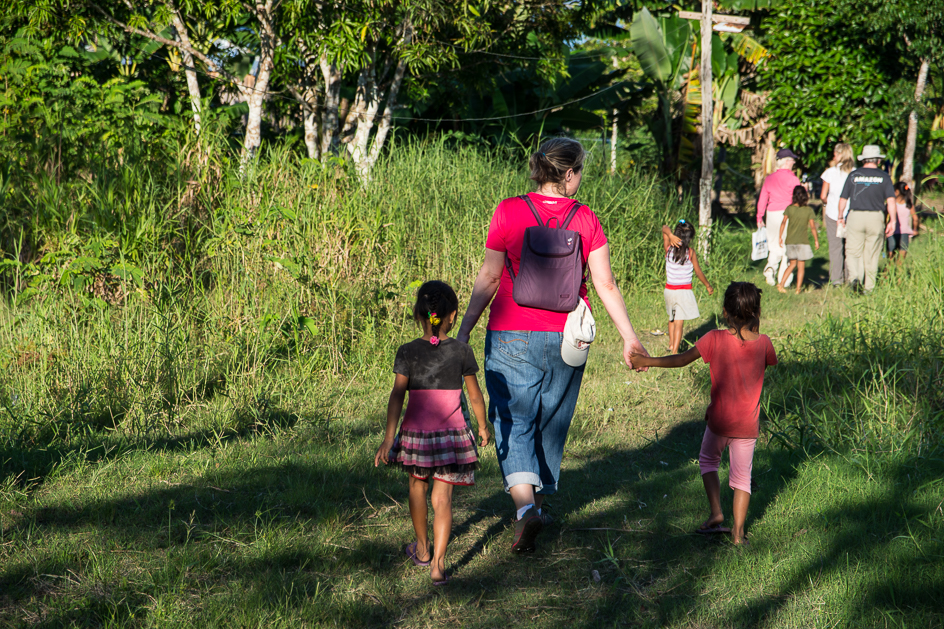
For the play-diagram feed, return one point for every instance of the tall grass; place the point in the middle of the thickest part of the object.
(872, 382)
(190, 297)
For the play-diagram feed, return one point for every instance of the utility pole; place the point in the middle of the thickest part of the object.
(707, 132)
(709, 22)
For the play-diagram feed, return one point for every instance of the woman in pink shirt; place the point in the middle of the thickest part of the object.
(532, 390)
(775, 195)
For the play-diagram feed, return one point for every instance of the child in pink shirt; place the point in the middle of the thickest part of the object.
(737, 358)
(904, 226)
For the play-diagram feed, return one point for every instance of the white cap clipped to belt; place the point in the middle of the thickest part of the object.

⁂

*Your instructions*. Please copy every line of text in the data above word for word, leaving the pictures out of your answer.

*Solved problem*.
For the play-diagram feed, return one point for every instance of the tall grass; place the point in the middle of the thickest part of the object.
(872, 382)
(190, 297)
For the play-diagram feed, return one point for every instance of the utility pole; place the point in the middle of the thickest part of the object.
(707, 132)
(709, 22)
For the play-diagram feed, return one point for every instance of the woman in pink shirt; place the point in the middle of the thickest part of the object.
(532, 390)
(775, 195)
For the play-diagram feed, return one point for every instance of the child in pink shirt; place the point in the middle of the thickest part of the object.
(737, 358)
(904, 226)
For the play-diagram feed, return one point for every instance of the white cap clipped to belt; place the point in the middle of the thickest part of the object.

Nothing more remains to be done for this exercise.